TASK REQUIREMENTS: Copy out all the items below, swapping every "pixel" for "point" and changing nothing else. Leave the pictures out.

SUPPLIED DATA:
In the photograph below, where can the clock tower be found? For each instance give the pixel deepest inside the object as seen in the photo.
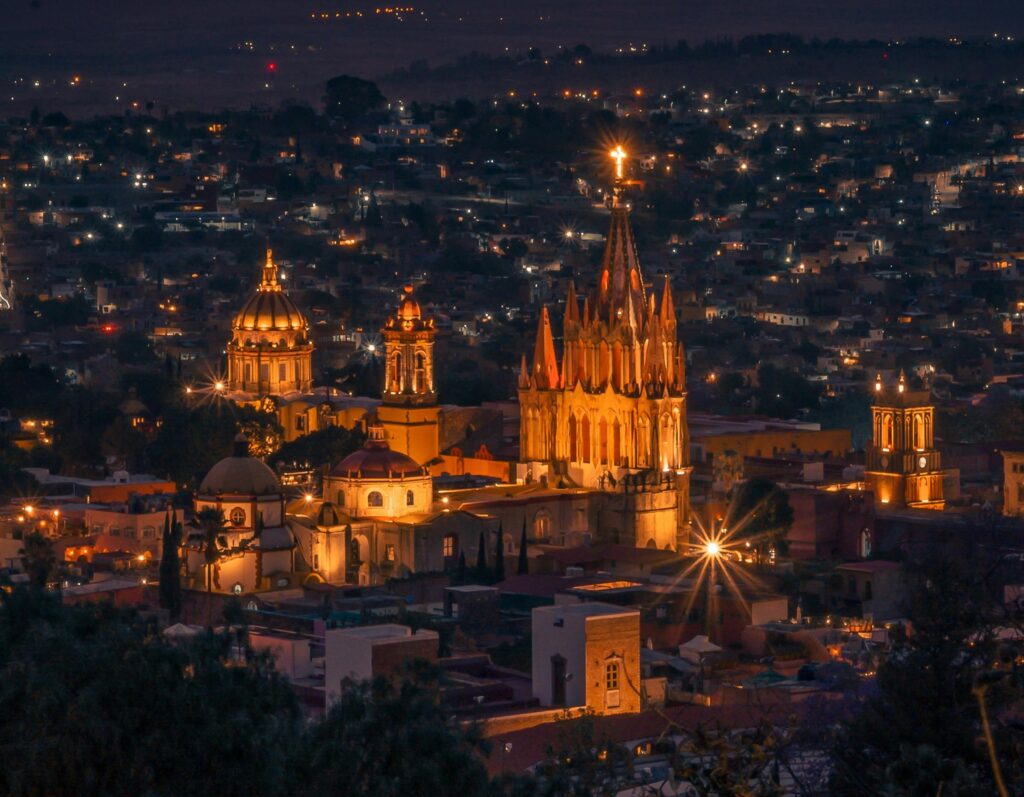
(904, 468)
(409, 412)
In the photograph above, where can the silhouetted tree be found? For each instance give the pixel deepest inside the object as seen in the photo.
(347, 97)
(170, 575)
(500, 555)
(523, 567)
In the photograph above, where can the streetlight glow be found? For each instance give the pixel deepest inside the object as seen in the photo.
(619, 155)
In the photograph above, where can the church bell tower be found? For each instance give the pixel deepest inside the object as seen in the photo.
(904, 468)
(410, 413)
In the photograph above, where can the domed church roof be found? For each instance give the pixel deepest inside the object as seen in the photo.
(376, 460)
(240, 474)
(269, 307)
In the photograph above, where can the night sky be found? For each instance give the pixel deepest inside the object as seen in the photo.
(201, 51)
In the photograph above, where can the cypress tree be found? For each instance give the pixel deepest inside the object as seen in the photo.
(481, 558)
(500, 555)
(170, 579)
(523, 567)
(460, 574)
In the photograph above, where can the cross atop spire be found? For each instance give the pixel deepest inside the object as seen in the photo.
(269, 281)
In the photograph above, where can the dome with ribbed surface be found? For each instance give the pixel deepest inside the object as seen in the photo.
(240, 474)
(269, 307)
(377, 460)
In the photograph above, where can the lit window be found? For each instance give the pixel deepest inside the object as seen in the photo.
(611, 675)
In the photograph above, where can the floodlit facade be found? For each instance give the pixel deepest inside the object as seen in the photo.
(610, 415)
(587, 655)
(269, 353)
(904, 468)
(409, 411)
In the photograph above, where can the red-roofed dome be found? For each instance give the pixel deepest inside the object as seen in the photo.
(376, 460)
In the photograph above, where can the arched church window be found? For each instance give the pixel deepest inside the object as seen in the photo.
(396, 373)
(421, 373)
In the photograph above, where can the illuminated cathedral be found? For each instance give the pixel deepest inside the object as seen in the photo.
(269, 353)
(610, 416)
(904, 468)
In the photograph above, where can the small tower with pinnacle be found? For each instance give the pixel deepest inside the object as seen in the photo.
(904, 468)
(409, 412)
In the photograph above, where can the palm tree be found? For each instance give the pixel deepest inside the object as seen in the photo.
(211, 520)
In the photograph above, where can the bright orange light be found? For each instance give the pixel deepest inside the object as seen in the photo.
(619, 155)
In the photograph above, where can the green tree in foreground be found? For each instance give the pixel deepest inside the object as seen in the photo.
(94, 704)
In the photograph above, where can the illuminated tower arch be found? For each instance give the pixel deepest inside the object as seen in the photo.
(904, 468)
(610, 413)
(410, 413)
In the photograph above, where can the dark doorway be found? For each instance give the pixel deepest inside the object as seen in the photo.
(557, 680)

TASK OUTPUT:
In the photograph below, where can the clock tower be found? For each instance give the point deepest inside the object as seen in the photo.
(904, 468)
(409, 412)
In the photograph above, where can the silhouetted tree be found? For each instance give the point deepest inside the object as seen in the photo.
(347, 97)
(170, 575)
(500, 555)
(523, 567)
In the photograph above, where can the streetlight glow be found? For each instance give the point deepest inside the object as seen in the photo.
(619, 155)
In the photograph above, where can the church bell tower be found? For each instance give the point deepest inside the object as seen in the photo.
(904, 468)
(410, 413)
In the photograph above, where can the domed church roof be found? For each instance give the point deepest inside the object as seen in the photo.
(376, 460)
(240, 474)
(269, 307)
In the photograph above, where can the night sky be found? For each instance give the point deepest inside the object as seen in the photo.
(201, 51)
In the photograph above, where can the cypress tree be found? For each instance give the point deepest inside the object as seen in the photo.
(481, 558)
(500, 555)
(170, 579)
(523, 567)
(460, 574)
In the photograph above, where can the cross atop spire be found? For each instance give the point deepest inside the object as seen in the photo.
(269, 281)
In the photograph above, where can the dome with ribbed surface be found? For each instance give the point deepest inside the object as seen in the photo.
(240, 474)
(269, 307)
(377, 460)
In the photograph above, where can the lit window be found? For each instance give the point deepest inside the object as seen in the photo.
(611, 675)
In the photograph above, where can the floodlit facade be found? For each instance give the point deepest inside the object as seen in the photo.
(610, 415)
(587, 655)
(269, 353)
(904, 468)
(409, 411)
In the photograph above, where can the red-roofed dome be found? For each instance give the point deepest inside the object as seen in the photo.
(376, 460)
In the photograph above, where can the arched church window be found? For each instance give the point deepest inside the object as seen in the photo.
(396, 373)
(421, 373)
In the photograph above, where can the illuminated cathedral be found? For each instance give the point deepest inside the object as seen in the photo.
(269, 353)
(610, 416)
(904, 468)
In the photograph above, where can the small tower with pinnacle be found? For each instance give the point deepest inside the object as seen in the photo.
(904, 468)
(409, 412)
In the photograph above, where can the palm tree be found? For each instance give the point deepest inside the object as seen in the photo.
(211, 520)
In the photograph above, where can the bright orange light be found? For each instance give the point deepest inside the object as seen in the photo.
(619, 155)
In the photograph above, where can the green tree in foreground be found? For each instance give the point deepest inside the object as seen in the photo.
(94, 704)
In the photograph above, where can the illuminated tower arch be found? For each instance give the point deepest inside the object as seen in the photo.
(904, 468)
(610, 413)
(410, 413)
In the photograph above, where can the dark doorway be found? For each instance give the point deepest inside the object as seen in the photo.
(557, 680)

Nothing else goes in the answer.